**Work to be completed:** Copy exactly the run of lines that begins at the line with "Point out the red carpet" and ends at the final line of the entries.

(Items from a dataset)
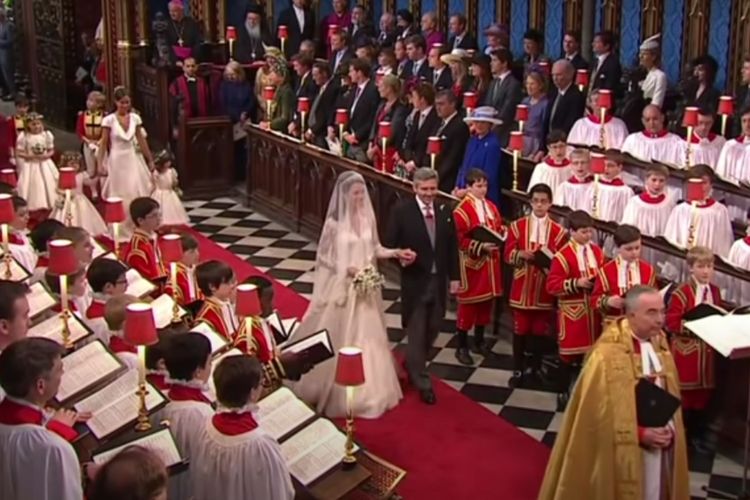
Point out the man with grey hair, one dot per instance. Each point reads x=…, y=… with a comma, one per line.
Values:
x=600, y=430
x=424, y=225
x=566, y=102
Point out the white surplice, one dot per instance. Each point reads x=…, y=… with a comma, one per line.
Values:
x=586, y=132
x=551, y=173
x=664, y=146
x=37, y=464
x=248, y=466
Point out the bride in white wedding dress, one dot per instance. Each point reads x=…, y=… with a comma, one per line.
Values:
x=349, y=243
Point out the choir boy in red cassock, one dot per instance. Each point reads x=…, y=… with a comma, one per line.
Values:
x=38, y=460
x=555, y=169
x=219, y=285
x=232, y=436
x=142, y=253
x=575, y=193
x=17, y=124
x=693, y=357
x=621, y=274
x=571, y=279
x=481, y=280
x=188, y=360
x=532, y=306
x=89, y=130
x=107, y=279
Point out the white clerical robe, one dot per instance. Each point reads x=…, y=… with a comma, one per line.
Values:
x=704, y=150
x=248, y=466
x=574, y=194
x=187, y=420
x=713, y=227
x=37, y=464
x=551, y=173
x=586, y=132
x=664, y=147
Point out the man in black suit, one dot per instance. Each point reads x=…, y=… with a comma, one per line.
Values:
x=572, y=50
x=300, y=25
x=566, y=103
x=460, y=38
x=425, y=226
x=362, y=109
x=605, y=68
x=416, y=68
x=455, y=135
x=504, y=93
x=420, y=126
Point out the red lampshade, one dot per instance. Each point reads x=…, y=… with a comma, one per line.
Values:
x=598, y=162
x=470, y=100
x=726, y=105
x=114, y=210
x=604, y=99
x=384, y=130
x=342, y=116
x=522, y=113
x=690, y=118
x=248, y=302
x=516, y=141
x=694, y=190
x=140, y=326
x=350, y=370
x=434, y=145
x=67, y=179
x=7, y=212
x=62, y=257
x=582, y=77
x=303, y=105
x=170, y=248
x=8, y=176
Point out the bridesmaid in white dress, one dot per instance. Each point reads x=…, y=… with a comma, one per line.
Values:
x=121, y=131
x=37, y=180
x=82, y=211
x=349, y=243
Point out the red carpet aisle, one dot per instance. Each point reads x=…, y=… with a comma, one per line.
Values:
x=454, y=450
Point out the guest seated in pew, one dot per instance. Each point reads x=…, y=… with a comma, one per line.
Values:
x=695, y=360
x=188, y=360
x=142, y=253
x=233, y=442
x=42, y=464
x=107, y=279
x=218, y=284
x=555, y=168
x=587, y=131
x=133, y=471
x=655, y=142
x=575, y=193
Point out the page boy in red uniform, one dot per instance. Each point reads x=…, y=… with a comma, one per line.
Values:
x=481, y=281
x=571, y=279
x=693, y=357
x=530, y=303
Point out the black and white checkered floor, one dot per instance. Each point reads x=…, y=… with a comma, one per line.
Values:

**Solution below:**
Point out the red carpet aisle, one dot per instance. Each point reads x=…, y=… with a comma, one per line.
Values:
x=454, y=450
Point out the guest seated in pew, one dot per instance. Each point reads x=…, y=… with a comma, one per line.
Values:
x=695, y=360
x=188, y=360
x=142, y=253
x=233, y=442
x=42, y=464
x=107, y=279
x=218, y=284
x=555, y=168
x=587, y=131
x=133, y=471
x=655, y=142
x=575, y=193
Point out the page boy in red uniform, one dot per instance. Each point reads x=…, y=… with a comma, one per line.
Values:
x=481, y=281
x=571, y=279
x=693, y=357
x=530, y=303
Point out the black and white checkered floor, one dot per instance. Each point reads x=…, y=… with a comma, one per line.
Values:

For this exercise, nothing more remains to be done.